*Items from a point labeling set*
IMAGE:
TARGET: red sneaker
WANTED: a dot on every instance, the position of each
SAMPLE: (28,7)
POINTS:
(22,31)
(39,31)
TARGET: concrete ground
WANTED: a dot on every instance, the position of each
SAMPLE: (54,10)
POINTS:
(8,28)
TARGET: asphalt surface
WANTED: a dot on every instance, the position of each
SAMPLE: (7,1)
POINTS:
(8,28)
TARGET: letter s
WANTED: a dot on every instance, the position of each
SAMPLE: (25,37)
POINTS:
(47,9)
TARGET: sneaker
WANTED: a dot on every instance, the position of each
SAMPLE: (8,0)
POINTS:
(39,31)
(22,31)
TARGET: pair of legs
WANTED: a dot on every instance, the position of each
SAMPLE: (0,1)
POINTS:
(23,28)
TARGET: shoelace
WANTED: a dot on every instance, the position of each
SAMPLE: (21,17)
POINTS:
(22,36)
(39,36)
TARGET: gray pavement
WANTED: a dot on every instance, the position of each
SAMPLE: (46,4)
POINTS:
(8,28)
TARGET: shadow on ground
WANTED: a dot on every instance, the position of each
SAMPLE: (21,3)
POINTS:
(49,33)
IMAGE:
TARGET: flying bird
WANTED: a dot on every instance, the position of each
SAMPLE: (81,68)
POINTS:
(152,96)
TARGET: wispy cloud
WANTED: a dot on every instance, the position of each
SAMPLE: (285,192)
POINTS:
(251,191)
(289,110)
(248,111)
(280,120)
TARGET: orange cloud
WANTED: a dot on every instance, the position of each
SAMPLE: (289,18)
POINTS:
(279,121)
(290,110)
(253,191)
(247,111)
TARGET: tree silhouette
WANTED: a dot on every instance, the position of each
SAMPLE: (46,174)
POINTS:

*Brief*
Copy all of the items above verbatim, line for line.

*Correct answer*
IMAGE:
TARGET: red sneaker
WANTED: a dot on every instance, the position of each
SAMPLE: (28,7)
POINTS:
(22,31)
(39,31)
TARGET: concrete ground
WANTED: a dot on every instance, the position of each
SAMPLE: (54,10)
POINTS:
(8,28)
TARGET: asphalt surface
WANTED: a dot on every instance, the position of each
SAMPLE: (7,1)
POINTS:
(8,28)
TARGET: letter s
WANTED: a dot on every instance, the position of each
SAMPLE: (25,37)
POINTS:
(47,9)
TARGET: sneaker
WANTED: a dot on every instance, the position of each
SAMPLE: (8,0)
POINTS:
(39,31)
(22,31)
TARGET: pair of legs
WANTED: a dot on every instance, the position of each
SAMPLE: (0,1)
POINTS:
(23,28)
TARGET: shoelace
WANTED: a dot on every instance, the position of each
SAMPLE: (21,17)
POINTS:
(22,36)
(39,36)
TARGET: gray pavement
WANTED: a dot on every instance, the position of each
SAMPLE: (46,4)
POINTS:
(8,28)
TARGET: shadow on ground
WANTED: a dot on every instance, the position of each
SAMPLE: (21,3)
POINTS:
(49,33)
IMAGE:
TARGET: flying bird
WANTED: a dot on every instance, the position of each
SAMPLE: (81,68)
POINTS:
(152,96)
TARGET: wispy cloud
WANTED: a dot on every instance, the position of each
SAMPLE: (285,192)
POINTS:
(251,191)
(289,110)
(248,111)
(280,120)
TARGET: orange cloud
WANTED: a dot on every instance, the position of each
SAMPLE: (289,18)
POINTS:
(279,121)
(290,110)
(253,191)
(247,111)
TARGET: tree silhouette
WANTED: a dot on every instance, the position of each
SAMPLE: (46,174)
POINTS:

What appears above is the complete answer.